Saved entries
☆ ☆ ☆

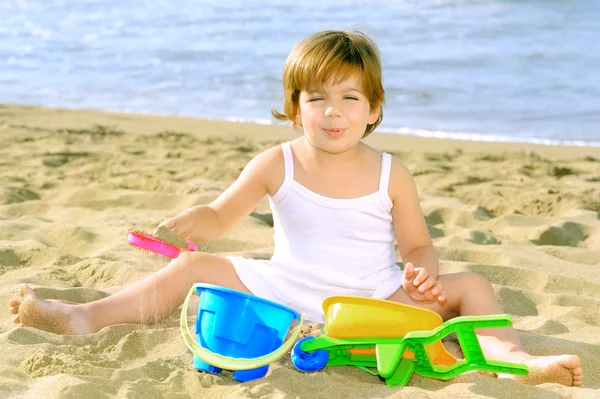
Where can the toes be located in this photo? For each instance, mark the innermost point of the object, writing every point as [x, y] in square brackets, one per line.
[24, 289]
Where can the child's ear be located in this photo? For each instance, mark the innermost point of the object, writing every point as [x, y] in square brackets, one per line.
[298, 119]
[374, 114]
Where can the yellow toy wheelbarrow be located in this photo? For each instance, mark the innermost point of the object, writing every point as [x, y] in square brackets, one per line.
[397, 340]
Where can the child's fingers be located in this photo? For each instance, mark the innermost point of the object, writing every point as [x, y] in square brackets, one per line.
[421, 276]
[442, 298]
[409, 271]
[427, 284]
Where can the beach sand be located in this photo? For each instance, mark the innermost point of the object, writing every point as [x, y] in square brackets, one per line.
[527, 217]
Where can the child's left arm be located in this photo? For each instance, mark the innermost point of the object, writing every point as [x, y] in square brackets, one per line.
[415, 246]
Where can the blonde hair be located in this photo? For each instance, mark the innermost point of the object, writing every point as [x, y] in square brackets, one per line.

☆ ☆ ☆

The answer must be an exact restatement of all the records, with no pictures included.

== RESULT FOR THIS EXERCISE ==
Where can the toes be located in this photo? For each instance, mark the innermost point of the object, writing every point as [x, y] in square brackets, one per line.
[24, 289]
Where can the child's ear be located in this photo? For each instance, mark the innermost point of the object, writing every point as [x, y] in square brackets, one per line.
[298, 119]
[374, 114]
Where can the yellow toy wheelbarrow be located in this photo? For each instance, mark the innermost point of the object, writing every point as [x, y] in square brackets, one per line.
[397, 340]
Where can the child's fingers be located in this photo? For each instance, mark the innermost point of the object, writing every point as [x, y] in square brackets, one per line.
[421, 276]
[442, 298]
[409, 271]
[427, 284]
Where can the beach sand be located in this photo? For each instance, mark the innermost point of the object, writing every point as [x, y] in square brackets, one per line.
[527, 217]
Where can the child's left arm be located in this photo? For each instance, mark the innermost point of the object, writing every point as [x, y] in square brackets, one per line.
[415, 246]
Where can the blonde hair be located in this photo? For each instance, mark the innermost point of the object, writing every point as [x, y] in square brackets, one per line.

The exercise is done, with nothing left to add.